EXCERPT PROVIDED:
QUESTION: Have you given the name of the countries to the European Union? The European countries, have you given them to the European Union?
MS. NULAND: I think we’re in a silly place now. The European countries who are continuing to trade with Syria know who they are. We are working together with them. We are working with the European Union. They have to make sovereign decisions. They see the same picture that we see in Syria, and I think we share the goal of tightening the noose, and we’re going to continue that work together.
QUESTION: A quick one, and I apologize if this came up last week; I wasn’t here. But in The Wall Street Journal today, the Syrian ambassador to the United States, in a lengthy piece they had about Syrian diplomats allegedly intimidating activists in this country and elsewhere – but the Syrian ambassador said that Ambassador Ford is limited in his ability to move around Syria to a 25-square mile radius of Damascus, and that’s a reciprocal limitation imposed on Ambassador Ford to one that’s been imposed on Ambassador Moustapha here. Are those – is that your understanding of the situation in both cases, that they’re not allowed to go outside of their – this limited area, however large it is, without official permission?

WRITTEN INSTRUCTION 1:
Answer these questions using the Syria briefing transcript above.
(a) According to Ms. Nuland, what goal do the United States and the European countries share?
(b) Which newspaper ran the piece cited in the last question?
(c) Ambassador Ford's travel limit is described as reciprocal to a limit placed on which ambassador?
WRITTEN INSTRUCTION 2: Write the next part of the Syria briefing transcript above, picking up right after its last sentence.

DATA LINES:

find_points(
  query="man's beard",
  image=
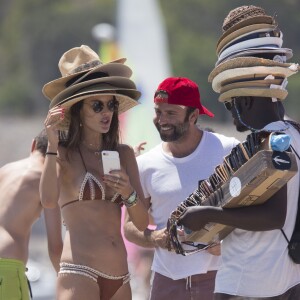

RIGHT ANSWER 1:
(a) Tightening the noose.
(b) The Wall Street Journal.
(c) Ambassador Moustapha.

RIGHT ANSWER 2:
MS. NULAND: I think you know that after Ambassador Ford went to Hama, the Syrian authorities changed – tightened the procedures for ambassadors in Damascus. It is our usual practice to match restrictions requirements to report – put on our folk with similar restrictions here. With regard to the specifics of what we have done with the Syrian mission, let me take the question so we get it right for you. But I would guess that we are matching whatever the restrictions are on Ford, and my understanding is that it’s a more elaborate permission process.
QUESTION: If you could get the details on that –
MS. NULAND: We will.
QUESTION: -- because the Syrian description of it made it sound as though they did it in response to a U.S. action brought about by this alleged intimidation by Syrian diplomats.
MS. NULAND: You know where we were before the Hama visit, which was that he had free ability to travel around the United States.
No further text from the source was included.